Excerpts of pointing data
--- Begin ---

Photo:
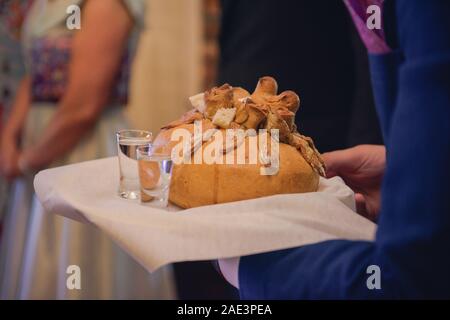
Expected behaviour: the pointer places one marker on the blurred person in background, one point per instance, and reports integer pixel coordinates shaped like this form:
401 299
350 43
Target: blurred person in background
67 109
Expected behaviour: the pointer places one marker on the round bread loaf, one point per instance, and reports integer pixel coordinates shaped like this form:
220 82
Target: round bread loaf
196 185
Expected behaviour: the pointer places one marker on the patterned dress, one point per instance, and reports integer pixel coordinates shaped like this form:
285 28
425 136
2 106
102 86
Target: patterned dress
37 247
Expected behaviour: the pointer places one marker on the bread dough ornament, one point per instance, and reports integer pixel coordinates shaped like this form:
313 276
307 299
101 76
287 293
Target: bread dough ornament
224 108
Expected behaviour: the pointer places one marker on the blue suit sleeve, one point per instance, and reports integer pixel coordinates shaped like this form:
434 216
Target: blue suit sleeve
412 245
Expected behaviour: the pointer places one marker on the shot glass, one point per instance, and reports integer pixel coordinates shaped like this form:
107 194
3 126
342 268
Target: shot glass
128 142
155 173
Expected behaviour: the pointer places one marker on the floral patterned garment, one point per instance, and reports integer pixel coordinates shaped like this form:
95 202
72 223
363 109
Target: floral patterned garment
48 46
49 66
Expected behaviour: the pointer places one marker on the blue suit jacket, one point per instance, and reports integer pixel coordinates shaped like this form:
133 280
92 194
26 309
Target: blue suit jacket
412 246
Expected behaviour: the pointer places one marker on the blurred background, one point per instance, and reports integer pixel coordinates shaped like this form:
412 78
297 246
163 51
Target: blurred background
187 46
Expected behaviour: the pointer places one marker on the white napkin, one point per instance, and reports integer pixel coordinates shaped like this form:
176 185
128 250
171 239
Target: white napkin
87 192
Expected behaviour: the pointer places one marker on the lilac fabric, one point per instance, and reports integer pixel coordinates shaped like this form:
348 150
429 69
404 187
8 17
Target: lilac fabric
374 40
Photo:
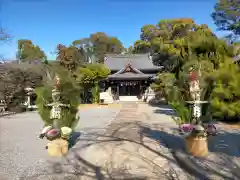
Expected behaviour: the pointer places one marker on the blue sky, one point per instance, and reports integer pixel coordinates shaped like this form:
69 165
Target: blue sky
50 22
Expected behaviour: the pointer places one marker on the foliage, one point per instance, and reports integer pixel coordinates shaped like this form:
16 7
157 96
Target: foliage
89 76
227 16
226 94
4 36
28 52
184 112
69 95
69 57
181 45
90 73
95 93
14 78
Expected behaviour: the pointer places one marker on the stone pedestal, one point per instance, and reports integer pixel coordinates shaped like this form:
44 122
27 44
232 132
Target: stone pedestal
58 147
197 146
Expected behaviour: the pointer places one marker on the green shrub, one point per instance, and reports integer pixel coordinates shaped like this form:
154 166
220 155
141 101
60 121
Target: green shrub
69 95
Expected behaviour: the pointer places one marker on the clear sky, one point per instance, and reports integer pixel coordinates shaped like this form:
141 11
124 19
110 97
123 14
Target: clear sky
50 22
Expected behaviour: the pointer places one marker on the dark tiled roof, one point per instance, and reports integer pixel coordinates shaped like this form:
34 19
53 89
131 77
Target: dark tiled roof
129 75
138 61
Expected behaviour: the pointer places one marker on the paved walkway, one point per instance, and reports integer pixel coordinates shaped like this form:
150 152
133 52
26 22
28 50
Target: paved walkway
22 153
137 142
125 150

--- End ---

▶ Your instructions: Give every line above again exactly, with no pictures.

▶ Solution:
Photo:
Expected behaviour: the pointer places one marker on the blurred person in background, one point per instance, and reports integer pixel coordinates shaped like this form:
401 299
350 43
Target: blurred person in background
67 109
Expected behaviour: the pointer places one marker on the round bread loaf, one point per instance, and reports integer pixel coordinates shaped like this form:
220 82
Target: round bread loaf
196 185
Expected behaviour: the pointer places one marker on the patterned dress, one point per instance, and reports integer pixel coordinates shaped like this form:
285 28
425 136
2 106
102 86
Target: patterned dress
37 247
Expected behaviour: the pointer places one marker on the bread dough ornament, one point per instance, and reports integer pixel coordinates shaped like this form:
313 276
307 299
101 76
287 293
Target: bread dough ornament
224 108
Expected behaviour: the pointer places one marker on the blue suit sleeve, one point per instance, and reports integer pixel coordinates shaped like this form:
434 216
Target: blue suit sleeve
412 245
Expected behaviour: the pointer places one marker on the shot glass, one point per instance, and reports integer pixel coordinates shaped like this form:
107 194
3 126
342 268
Target: shot glass
128 142
155 173
Expected behaviour: the pointer places one marker on the floral patterned garment, one point per instance, and reports integer pixel coordinates shaped like this form:
95 202
72 223
363 109
Target: floral patterned garment
48 46
49 66
Expected behaviour: the pointer places one marker on the blue suit jacket, one point per instance, and reports integer pixel coordinates shaped like this form:
133 280
92 194
26 309
Target: blue suit jacket
412 246
Expected behaviour: the pointer places one marker on the blurred background, one point per instance, and reports integer pixel coordinates shaped like this form:
412 78
297 246
163 51
Target: blurred background
187 46
Expected behaviour: the pointer places one marker on the white napkin, one point per instance, and reports integer pixel coordinates shaped like this form:
176 185
128 250
171 239
Target: white napkin
87 192
Expected behaviour: the pointer places one marker on the lilac fabric, one point per instance, and reports integer pixel coordinates shaped like this form:
348 150
429 69
404 187
8 17
Target: lilac fabric
374 40
Photo:
Expected behaviour: the pointer places one marker on the blue sky, one point per instance, and reports integer pixel coordinates shaped like this form:
69 165
Target: blue sky
50 22
Expected behaviour: the pointer places one marker on the foliage, one point per instance, and reports integer pixel coordinates shaped like this form:
16 7
157 96
Target: foliage
89 76
227 16
226 94
4 36
28 52
184 112
69 95
69 57
181 45
90 73
95 93
14 78
Expected behaviour: the pointer places one marker on the stone pedestal, one point per instance, and reports integer pixel coordinates shaped like this form:
44 122
27 44
232 132
Target: stone pedestal
58 147
197 146
Expected behaviour: the pointer places one marker on the green shrub, one point per instance, and reports integer pixel coordinates shaped like this form:
154 166
220 155
141 101
60 121
Target: green shrub
69 95
Expected behaviour: the pointer places one marker on the clear sky, one point per instance, and reports integer pixel coordinates shaped like this form:
141 11
124 19
110 97
123 14
Target: clear sky
50 22
Expected behaviour: the pointer places one marker on the dark tiled roof, one point per instance, and reports integer pixel coordinates shaped like this form:
34 19
53 89
131 77
Target: dark tiled roof
129 75
138 61
Expected behaviour: the pointer places one marker on the paved walkway, one point per instance, and reports integer pixel coordinates shaped like this form:
150 152
133 52
26 22
28 50
Target: paved walkway
22 153
137 142
125 150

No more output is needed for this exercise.